== WRITTEN TASK ==
Pull out every line of the items below and reproduce each one word for word, in the same order.

[BEGIN SOURCE RECORDS]

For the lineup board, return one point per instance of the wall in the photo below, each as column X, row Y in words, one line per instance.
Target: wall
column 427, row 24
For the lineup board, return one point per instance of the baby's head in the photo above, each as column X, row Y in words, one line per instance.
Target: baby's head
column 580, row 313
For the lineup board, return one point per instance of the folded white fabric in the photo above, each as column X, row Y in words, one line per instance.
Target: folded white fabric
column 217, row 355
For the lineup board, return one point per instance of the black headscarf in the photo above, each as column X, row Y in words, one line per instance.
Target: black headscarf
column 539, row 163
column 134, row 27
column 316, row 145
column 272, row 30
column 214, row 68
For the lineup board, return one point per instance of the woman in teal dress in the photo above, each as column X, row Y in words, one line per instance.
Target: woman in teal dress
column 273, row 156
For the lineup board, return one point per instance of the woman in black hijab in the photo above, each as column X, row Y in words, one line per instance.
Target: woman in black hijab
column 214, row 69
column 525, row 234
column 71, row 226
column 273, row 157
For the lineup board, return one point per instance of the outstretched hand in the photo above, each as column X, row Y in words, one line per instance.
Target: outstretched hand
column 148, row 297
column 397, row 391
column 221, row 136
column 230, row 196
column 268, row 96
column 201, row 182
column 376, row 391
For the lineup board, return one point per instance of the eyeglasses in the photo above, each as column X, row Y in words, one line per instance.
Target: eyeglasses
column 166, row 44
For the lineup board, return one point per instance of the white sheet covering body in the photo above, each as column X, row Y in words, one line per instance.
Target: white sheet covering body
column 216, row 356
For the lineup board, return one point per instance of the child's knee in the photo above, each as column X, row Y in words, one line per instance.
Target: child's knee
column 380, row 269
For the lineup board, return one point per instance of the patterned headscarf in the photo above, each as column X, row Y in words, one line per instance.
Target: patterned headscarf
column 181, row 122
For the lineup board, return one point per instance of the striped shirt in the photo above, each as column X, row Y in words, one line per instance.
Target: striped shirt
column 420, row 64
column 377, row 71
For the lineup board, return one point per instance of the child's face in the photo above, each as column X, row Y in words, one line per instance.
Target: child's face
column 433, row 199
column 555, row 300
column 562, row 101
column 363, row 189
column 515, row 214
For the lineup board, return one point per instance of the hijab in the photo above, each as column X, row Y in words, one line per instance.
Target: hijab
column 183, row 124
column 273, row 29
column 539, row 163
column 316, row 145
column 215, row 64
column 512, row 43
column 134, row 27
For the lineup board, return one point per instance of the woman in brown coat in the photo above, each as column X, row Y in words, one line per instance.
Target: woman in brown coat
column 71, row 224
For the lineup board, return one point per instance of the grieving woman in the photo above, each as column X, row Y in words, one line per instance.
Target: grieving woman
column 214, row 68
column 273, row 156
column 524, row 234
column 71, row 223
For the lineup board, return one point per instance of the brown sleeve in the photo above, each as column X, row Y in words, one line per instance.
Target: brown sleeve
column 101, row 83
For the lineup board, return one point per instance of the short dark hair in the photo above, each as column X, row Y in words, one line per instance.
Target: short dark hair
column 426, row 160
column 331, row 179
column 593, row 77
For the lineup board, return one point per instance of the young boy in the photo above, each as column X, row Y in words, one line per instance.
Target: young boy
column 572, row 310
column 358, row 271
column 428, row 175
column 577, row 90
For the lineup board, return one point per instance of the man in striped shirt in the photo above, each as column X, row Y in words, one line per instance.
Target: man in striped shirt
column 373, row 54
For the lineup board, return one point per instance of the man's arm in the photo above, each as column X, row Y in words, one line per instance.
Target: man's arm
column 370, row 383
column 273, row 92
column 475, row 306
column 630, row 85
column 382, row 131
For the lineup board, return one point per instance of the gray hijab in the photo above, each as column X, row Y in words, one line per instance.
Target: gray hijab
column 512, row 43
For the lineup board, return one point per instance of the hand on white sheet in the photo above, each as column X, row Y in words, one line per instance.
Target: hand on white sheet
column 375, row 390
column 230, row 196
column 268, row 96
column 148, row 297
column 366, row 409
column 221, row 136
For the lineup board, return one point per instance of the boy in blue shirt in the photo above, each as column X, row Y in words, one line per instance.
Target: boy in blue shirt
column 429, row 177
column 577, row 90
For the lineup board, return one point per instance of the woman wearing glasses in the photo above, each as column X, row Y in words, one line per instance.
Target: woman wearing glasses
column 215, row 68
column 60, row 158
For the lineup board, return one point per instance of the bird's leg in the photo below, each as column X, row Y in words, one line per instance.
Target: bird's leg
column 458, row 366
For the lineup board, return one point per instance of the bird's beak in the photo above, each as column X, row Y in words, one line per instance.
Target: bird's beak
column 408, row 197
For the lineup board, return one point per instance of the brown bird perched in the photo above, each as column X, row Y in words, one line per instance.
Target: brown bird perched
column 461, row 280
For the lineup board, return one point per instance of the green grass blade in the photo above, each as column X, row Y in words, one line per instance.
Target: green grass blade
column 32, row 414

[END SOURCE RECORDS]

== TASK RESPONSE ==
For the lineup board, return one point per instance of the wall in the photo below, each as column X, row Y in words, one line per instance.
Target: wall
column 427, row 24
For the lineup board, return one point per instance of the baby's head in the photo above, each as column X, row Y in words, one line per instance.
Target: baby's head
column 580, row 313
For the lineup board, return one point per instance of the folded white fabric in the photo above, each as column X, row Y in words, one line per instance.
Target: folded white fabric
column 217, row 355
For the lineup board, return one point per instance of the black headscarf in the photo above, each as column X, row Y in words, one line per instance.
Target: black headscarf
column 539, row 163
column 134, row 27
column 316, row 145
column 272, row 30
column 214, row 68
For the lineup board, return one point per instance of the woman in teal dress in the photo above, each as column X, row Y in words, one line per instance.
Target: woman in teal dress
column 273, row 156
For the lineup board, return one point per instance of the woman in black hijab in the photo above, each as column X, row Y in words, one line per instance.
Target: woman in black hijab
column 214, row 69
column 525, row 234
column 71, row 226
column 273, row 157
For the lineup board, return one point per instance of the outstretched hand in the photo above, each as column X, row Y in words, one line per instance.
Target: outstretched hand
column 148, row 297
column 397, row 391
column 221, row 136
column 230, row 196
column 268, row 96
column 201, row 182
column 376, row 391
For the lineup board, return one point per instance of the eyeglasses in the photo above, each as column X, row Y in words, one line per instance.
Target: eyeglasses
column 166, row 44
For the lineup board, return one point per instance of the white sheet covering body in the photo above, each as column X, row Y in words, one line per instance.
Target: white sheet covering body
column 216, row 356
For the lineup board, return one point per instance of the child's knee in the photo above, each as column X, row Y in words, one line per instance.
Target: child's knee
column 380, row 269
For the lineup board, return one point per instance of the patterned headscarf in the photo above, each as column X, row Y in words, one line per instance.
Target: patterned headscarf
column 181, row 122
For the lineup board, return one point per instance of the striped shirt in the photo above, each as column X, row Y in words, one line per instance.
Target: striped shirt
column 420, row 64
column 377, row 71
For the lineup board, return one point per instance of the child's face in the photo above, each as column X, row Y in words, one line per instance.
Target: child's face
column 433, row 199
column 555, row 300
column 562, row 101
column 363, row 189
column 515, row 214
For the lineup board, return one point per instance of the hijab in the photo above, each as column X, row Y in words, one line per instance.
Target: hijab
column 183, row 124
column 273, row 29
column 539, row 163
column 316, row 145
column 215, row 64
column 512, row 43
column 134, row 27
For the lineup board, return one point per instance of the woman in brown coat in the photo above, each as column X, row Y in words, one line per instance.
Target: woman in brown coat
column 71, row 224
For the lineup board, return one point per instance of the grieving woman in the photo above, each as column X, row Y in words, one line per instance.
Target: grieving woman
column 214, row 68
column 273, row 156
column 524, row 234
column 71, row 223
For the lineup board, return one point per instance of the brown sleeve in the photo above, each as column X, row Y in words, one line per instance.
Target: brown sleeve
column 101, row 83
For the lineup board, return one point per instance of the short dark hair in the photo above, each as column X, row Y in words, one line per instance.
Target: short dark hair
column 426, row 160
column 331, row 179
column 593, row 77
For the lineup board, return one point per instance of the young boy in the photo above, each as column X, row Y in words, one line per instance.
Target: young boy
column 572, row 310
column 358, row 271
column 428, row 175
column 577, row 90
For the lineup board, return one point per instance of the man in striped shirt in the photo above, each as column X, row Y in words, one line per instance.
Target: man in striped shirt
column 373, row 54
For the lineup board, return one point per instance of the man's arm in the photo above, each as column X, row Y in words, one line per instance.
Target: man's arm
column 370, row 383
column 273, row 92
column 475, row 306
column 630, row 85
column 382, row 131
For the lineup board, return one point per instance of the gray hijab in the photo above, each as column X, row Y in words, one line per instance.
Target: gray hijab
column 512, row 43
For the lineup board, return one point per instance of the hand on white sheet in the photo above, each as column X, row Y in words, one line per instance.
Target: hand on white sheet
column 375, row 390
column 230, row 196
column 268, row 96
column 148, row 297
column 366, row 409
column 221, row 136
For the lineup board, return one point per instance of the boy in blue shirt in the photo above, each as column X, row Y in words, one line per instance.
Target: boy in blue shirt
column 429, row 177
column 577, row 90
For the lineup board, return one point per instance of the woman wearing glasses in the photo above, each as column X, row Y in words, one line per instance.
Target: woman wearing glasses
column 215, row 68
column 60, row 158
For the lineup board, return one point per instance of the bird's leg in the photo below, each as column X, row Y in words, one line per instance.
Target: bird's leg
column 458, row 366
For the lineup board, return one point per instance of the bird's beak in the photo above, each as column X, row Y in words, one line per instance.
Target: bird's beak
column 408, row 197
For the lineup board, return one point per instance of the brown bird perched in the photo above, each as column X, row Y in words, one line per instance.
Target: brown bird perched
column 461, row 280
For the lineup board, return one point per instance of the green grass blade in the photo above, each as column X, row Y in words, one line per instance.
Target: green grass blade
column 32, row 414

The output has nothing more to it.